Thursday, 16 January 2014

The Not So Clinical Trial

The next thing I remember was hearing, “On three.  One. Two. Three.”  My eyes opened and I saw their faces as they tossed me in the air.  I turned, to see Mander by the elevator door, her face holding the zombies at bay, until I landed in the middle of them and it was feeding time. 
Now, I don’t know if you’ve ever been chewed up by a group of zombies, but it’s not something you’re likely to forget, like surviving a plane crash by eating your parents and five siblings, and then having the Heimlich maneuver performed on you because you were choking on a your twin brother’s pelvic bone, nor is it anything you’d like to experience more than once, like being forced to shave your pubic hair with a blow torch. 
Zombies, by nature, are sloppy eaters without regard for manners or personal hygiene.  I held out a toothbrush and mouthwash, but there weren’t any takers.  Had I thought about it, I would have worn a bib—blood and chunks of my flesh rained on my gabardine reversible t-shirt (I’d won in at a fund raiser for unsweetened shredded wheat workers) and then on to my relaxed fit spandex pants, in essence my entire wardrobe, since I left without packing a suit case.  
Before the zombies could rip out all my intestines, Laura Lee gaily yelled out. “Dinner is served,” and then started taking photos of me getting feasted on.  She looked at her photos on her phone and then, while she proudly showed them to the others, she shouted gleefully, “If you die, I’ll always remember you like this!”   I took a quick glance back at her, she waved goodbye, gave me the thumbs down sign and then happily pushed the elevator buttons.  I saw Mander, next to her, and I thought tears had formed in one of her eyes, but couldn’t be sure if it was a tear or just clear pus, or even if it was an eye that caused the oozing. The elevator doors closed and I was alone and wondered if I’d soon be a member of the horde or just a mound of minced gabardine, spandex and body parts.  I really didn’t think Dr. Bliffover’s cure would work, but sometimes the most idiotic of miracles happen.
The zombies attacked me like a pack of cannibals ending a 43 year hunger strike.  The first zombie, whose teeth were still in my neck, started to rattle, finally letting go of his grip.  Unfortunately he had dentures and they remained around my esophagus. The change began to happen to the others dining on me.  One by one they started to shake, rattle and murmur.  Their once frightening roars had turned turn into feeble minded mumbles –they were becoming annoying humans.  Intestines and other organs that were hanging out like broken VIP ropes were being sucked into their bodies. Eyeballs dangling from threads of muscle reeled back in like the second yo in yo-yo.  Yellowish gray skin, barely strong enough to keep their insides from falling out, transformed into flesh color, some even a healthy tan and with enough tinsel strength to even keep a gut full of alien beings from blasting out.
I was consumed watching their conversion back to human that I didn’t notice I was no longer in pain. The bite marks on my neck, head, shoulders, legs, feet, hands, back, tongue, kidney’s, spleen, enlarged cysts, herniated dicks, canker sores and areas that no medical specialist had gone before (or since), were healing.  Doc’s cure was actually beginning to work.  As zombies healed, their peers would bite them and then they’d heal completely--saving a ton on reconstructive surgery. 


  1. No, have not been chewed on by a group of zombies

    1. It's kind of annoying. Worse then getting bitten by mosquitos.

  2. Zombies need to be taught some manners. Thankfully his cure saved hospital bills

  3. dicks? you have more than one...
    how unfair...

    nice sacrifice?

  4. Laura Lee just left him there to get eaten by zombies.... Guess I wouldn't want her to have my back.

*Exercises*
1/ Translate this sentence from the zombie story into Spanish: "Doc’s cure was actually beginning to work."
2/ For each statement, say whether it agrees with the zombie story. Answer yes or no and quote the words from the story that decide it.
(a) Laura Lee took photos of the narrator being eaten.
(b) The narrator packed a suitcase before leaving.
(c) The first zombie's dentures came away with him when he let go.
3/ Copy the zombie story from "1. No, have" to "have my back.".
The items after the zombie story aren't needed for anything here.

*Given data*
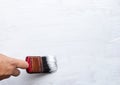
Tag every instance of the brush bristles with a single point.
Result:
(41, 64)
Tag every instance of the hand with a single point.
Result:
(9, 66)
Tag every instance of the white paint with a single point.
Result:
(78, 32)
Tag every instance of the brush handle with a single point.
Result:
(35, 64)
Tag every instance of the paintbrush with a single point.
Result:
(41, 64)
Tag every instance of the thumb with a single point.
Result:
(20, 64)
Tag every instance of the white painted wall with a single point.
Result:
(83, 34)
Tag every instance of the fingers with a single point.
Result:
(20, 64)
(16, 73)
(4, 77)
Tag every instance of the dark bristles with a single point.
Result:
(46, 68)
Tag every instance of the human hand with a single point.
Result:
(9, 66)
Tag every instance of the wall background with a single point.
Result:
(83, 34)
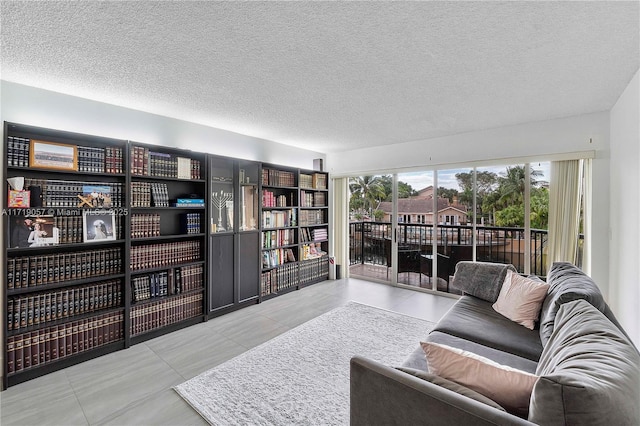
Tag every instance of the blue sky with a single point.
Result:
(447, 178)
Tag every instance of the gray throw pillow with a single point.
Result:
(566, 283)
(452, 386)
(481, 279)
(589, 372)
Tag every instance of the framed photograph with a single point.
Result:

*Task results*
1/ La cura de Doc realmente estaba empezando a funcionar.

2/
(a) Yes: "started taking photos of me getting feasted on"
(b) No: "since I left without packing a suit case"
(c) No: "Unfortunately he had dentures and they remained around my esophagus."

3/
1. No, have not been chewed on by a group of zombies

    1. It's kind of annoying. Worse then getting bitten by mosquitos.

  2. Zombies need to be taught some manners. Thankfully his cure saved hospital bills

  3. dicks? you have more than one...
    how unfair...

    nice sacrifice?

  4. Laura Lee just left him there to get eaten by zombies.... Guess I wouldn't want her to have my back.